== Exercise goal ==
Copy out exactly the lines from the one containing "Task: identify the red painted" to the end of the records below, both included, and nothing else.
*** Opening Supplied records ***
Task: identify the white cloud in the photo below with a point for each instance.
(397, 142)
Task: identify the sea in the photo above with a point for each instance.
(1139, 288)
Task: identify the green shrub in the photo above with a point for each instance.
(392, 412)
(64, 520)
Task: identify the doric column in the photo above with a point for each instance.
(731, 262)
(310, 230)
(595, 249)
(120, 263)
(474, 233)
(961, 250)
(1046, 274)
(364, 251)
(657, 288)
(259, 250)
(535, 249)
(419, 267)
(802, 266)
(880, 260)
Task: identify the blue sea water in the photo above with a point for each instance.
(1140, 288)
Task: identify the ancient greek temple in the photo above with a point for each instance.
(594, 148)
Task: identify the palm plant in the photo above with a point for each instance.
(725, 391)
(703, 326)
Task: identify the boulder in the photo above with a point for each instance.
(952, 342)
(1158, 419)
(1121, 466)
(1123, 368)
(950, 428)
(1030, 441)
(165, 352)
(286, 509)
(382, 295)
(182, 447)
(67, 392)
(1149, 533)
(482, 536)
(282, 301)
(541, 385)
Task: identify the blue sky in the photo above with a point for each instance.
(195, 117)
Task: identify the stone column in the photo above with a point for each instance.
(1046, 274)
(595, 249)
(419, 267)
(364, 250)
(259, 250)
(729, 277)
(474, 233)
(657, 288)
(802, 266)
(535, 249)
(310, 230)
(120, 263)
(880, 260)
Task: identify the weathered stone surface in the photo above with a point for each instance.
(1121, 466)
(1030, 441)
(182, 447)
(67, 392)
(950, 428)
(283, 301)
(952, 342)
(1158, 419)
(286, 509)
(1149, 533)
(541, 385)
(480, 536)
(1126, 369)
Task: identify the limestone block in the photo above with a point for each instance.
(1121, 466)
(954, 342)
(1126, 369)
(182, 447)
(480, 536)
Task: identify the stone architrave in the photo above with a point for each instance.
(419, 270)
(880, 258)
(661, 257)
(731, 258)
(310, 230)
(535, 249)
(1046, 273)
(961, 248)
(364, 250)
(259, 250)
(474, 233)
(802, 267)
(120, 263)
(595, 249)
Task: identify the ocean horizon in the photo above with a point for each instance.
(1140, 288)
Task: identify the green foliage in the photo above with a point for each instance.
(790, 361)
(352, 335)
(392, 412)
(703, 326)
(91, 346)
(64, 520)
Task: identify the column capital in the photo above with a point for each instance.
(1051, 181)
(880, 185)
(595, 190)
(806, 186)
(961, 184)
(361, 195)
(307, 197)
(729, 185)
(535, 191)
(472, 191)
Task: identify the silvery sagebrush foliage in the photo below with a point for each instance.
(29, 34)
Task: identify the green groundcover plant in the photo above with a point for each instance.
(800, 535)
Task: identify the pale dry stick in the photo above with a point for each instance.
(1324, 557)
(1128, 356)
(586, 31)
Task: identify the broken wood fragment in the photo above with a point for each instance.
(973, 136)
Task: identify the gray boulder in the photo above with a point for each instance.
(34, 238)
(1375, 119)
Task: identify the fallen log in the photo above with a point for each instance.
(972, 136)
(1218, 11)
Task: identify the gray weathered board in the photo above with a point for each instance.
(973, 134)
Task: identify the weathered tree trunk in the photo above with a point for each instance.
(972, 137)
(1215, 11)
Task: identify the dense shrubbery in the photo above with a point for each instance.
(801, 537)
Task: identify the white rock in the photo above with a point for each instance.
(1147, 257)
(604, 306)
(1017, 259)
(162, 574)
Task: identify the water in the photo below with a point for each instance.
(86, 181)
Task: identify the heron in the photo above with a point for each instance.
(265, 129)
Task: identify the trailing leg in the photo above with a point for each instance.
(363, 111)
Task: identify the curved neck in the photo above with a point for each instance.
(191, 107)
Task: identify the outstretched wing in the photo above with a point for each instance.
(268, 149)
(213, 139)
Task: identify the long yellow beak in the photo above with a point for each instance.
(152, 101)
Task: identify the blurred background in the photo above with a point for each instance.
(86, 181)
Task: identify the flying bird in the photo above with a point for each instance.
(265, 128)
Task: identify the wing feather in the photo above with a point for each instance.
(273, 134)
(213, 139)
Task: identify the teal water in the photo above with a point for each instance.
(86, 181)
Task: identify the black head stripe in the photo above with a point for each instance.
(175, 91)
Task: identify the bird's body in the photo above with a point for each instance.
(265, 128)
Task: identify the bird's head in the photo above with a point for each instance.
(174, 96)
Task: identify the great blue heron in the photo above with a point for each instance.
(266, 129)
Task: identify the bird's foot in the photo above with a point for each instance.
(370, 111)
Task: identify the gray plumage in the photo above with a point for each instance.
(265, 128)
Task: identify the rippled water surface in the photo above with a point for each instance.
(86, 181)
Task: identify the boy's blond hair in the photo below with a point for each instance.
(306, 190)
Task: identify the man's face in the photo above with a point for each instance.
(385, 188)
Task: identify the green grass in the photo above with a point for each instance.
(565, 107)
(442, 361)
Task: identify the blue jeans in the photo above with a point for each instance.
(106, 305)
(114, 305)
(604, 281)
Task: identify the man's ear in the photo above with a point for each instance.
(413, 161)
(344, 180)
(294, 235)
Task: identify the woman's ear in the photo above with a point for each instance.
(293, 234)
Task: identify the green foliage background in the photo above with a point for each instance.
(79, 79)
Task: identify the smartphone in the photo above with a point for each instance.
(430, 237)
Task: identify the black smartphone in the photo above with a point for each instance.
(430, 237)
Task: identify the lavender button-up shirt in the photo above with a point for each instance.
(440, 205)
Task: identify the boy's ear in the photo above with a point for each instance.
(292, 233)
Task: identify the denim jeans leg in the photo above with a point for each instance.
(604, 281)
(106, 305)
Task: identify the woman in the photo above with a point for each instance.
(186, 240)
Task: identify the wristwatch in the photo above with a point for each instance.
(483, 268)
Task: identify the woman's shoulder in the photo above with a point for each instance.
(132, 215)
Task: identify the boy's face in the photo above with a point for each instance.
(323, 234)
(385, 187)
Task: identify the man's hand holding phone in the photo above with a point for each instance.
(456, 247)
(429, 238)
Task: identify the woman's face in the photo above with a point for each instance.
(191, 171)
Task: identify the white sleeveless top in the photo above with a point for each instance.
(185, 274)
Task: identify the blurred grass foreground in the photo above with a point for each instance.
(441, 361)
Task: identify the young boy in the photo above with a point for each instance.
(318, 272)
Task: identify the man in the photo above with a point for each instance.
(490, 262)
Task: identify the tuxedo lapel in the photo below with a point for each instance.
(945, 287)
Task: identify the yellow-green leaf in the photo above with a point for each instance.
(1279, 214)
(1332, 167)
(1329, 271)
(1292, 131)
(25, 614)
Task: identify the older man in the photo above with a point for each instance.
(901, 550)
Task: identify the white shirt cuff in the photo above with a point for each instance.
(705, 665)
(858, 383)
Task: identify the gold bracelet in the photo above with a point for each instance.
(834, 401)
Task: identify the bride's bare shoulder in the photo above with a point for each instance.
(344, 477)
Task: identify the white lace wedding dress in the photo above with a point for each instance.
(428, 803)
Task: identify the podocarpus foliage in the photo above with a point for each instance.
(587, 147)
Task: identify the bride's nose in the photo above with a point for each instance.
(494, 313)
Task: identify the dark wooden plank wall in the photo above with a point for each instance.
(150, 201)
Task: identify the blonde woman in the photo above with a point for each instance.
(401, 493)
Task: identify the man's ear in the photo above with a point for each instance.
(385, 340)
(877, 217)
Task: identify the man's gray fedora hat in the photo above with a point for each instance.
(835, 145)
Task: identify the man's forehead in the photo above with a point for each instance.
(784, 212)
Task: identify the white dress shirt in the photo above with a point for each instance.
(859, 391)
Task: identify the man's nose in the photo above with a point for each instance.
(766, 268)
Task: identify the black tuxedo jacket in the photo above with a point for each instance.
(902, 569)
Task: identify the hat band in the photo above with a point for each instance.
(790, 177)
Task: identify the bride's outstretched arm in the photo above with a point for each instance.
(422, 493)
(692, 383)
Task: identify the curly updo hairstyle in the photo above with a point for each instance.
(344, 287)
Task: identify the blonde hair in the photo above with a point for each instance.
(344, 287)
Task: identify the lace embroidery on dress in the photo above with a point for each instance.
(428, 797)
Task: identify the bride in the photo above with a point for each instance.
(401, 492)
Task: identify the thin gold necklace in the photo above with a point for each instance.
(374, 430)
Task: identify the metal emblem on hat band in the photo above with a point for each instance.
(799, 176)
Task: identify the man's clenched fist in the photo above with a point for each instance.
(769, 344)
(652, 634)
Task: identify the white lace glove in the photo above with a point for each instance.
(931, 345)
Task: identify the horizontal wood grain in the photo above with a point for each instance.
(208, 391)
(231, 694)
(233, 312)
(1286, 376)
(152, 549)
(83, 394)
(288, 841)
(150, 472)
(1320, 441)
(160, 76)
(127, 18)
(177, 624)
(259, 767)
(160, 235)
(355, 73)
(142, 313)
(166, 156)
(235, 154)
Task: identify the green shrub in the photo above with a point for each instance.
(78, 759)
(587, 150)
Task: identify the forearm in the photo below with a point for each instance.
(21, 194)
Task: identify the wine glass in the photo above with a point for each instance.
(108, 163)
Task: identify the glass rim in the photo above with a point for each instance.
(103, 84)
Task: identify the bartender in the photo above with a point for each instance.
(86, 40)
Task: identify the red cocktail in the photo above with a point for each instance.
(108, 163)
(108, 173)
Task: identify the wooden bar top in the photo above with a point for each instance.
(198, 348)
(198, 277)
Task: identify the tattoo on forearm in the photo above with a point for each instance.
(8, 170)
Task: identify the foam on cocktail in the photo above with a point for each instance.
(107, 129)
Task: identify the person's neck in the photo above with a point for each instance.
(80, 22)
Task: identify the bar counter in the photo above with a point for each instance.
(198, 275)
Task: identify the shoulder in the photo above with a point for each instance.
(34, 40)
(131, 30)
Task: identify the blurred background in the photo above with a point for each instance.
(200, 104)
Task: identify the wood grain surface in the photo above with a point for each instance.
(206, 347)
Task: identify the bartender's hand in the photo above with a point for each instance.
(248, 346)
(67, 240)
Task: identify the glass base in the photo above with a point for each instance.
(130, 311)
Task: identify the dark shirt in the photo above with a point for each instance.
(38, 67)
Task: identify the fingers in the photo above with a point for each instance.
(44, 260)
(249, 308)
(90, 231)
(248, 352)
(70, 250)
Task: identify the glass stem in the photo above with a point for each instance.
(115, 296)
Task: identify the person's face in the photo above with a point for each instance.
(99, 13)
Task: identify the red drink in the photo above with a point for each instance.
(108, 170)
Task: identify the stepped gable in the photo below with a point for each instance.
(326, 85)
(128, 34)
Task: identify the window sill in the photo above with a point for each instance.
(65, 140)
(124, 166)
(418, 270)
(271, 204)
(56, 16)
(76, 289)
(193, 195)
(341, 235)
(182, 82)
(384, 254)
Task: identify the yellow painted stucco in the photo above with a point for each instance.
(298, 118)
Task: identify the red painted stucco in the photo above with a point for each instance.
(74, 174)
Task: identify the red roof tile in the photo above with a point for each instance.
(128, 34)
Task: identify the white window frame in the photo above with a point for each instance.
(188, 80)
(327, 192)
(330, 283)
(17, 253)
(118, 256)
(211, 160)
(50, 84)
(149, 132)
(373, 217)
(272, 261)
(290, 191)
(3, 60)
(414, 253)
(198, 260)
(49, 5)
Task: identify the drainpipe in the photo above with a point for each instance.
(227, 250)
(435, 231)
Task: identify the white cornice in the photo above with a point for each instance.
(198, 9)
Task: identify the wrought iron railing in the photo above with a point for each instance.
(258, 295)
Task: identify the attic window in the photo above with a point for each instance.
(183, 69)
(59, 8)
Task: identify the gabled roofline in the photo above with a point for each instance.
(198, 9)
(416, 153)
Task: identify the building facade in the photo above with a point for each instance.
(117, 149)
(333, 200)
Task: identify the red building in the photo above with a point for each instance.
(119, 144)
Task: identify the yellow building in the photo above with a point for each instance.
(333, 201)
*** Closing Supplied records ***
== Exercise output ==
Task: identify the red painted stucco in the photo above with a point for each instance.
(74, 174)
Task: identify the red roof tile in the photo above with a point for each instance.
(128, 34)
Task: identify the white window frame in the photo above with a point for each instance.
(188, 80)
(327, 192)
(330, 283)
(17, 253)
(118, 256)
(211, 160)
(50, 84)
(149, 132)
(373, 217)
(272, 261)
(290, 191)
(3, 60)
(414, 253)
(198, 260)
(49, 5)
Task: identify the drainpipe in the photo above with a point for each instance.
(227, 250)
(435, 231)
Task: identify the white cornice in the photo above with a point for each instance.
(198, 9)
Task: identify the wrought iron railing in the photo above with a point for each instance.
(258, 295)
Task: identify the attic window in the photo above with a point for each instance.
(183, 69)
(59, 8)
Task: identify the gabled roofline in the photo above with a point for each instance.
(198, 9)
(416, 153)
Task: identify the building facade in the photo above with a point for each instance.
(117, 149)
(333, 200)
Task: identify the red building in the photo above with a point for each instance.
(119, 144)
Task: identify the yellow building in the photo above with a point for each instance.
(333, 201)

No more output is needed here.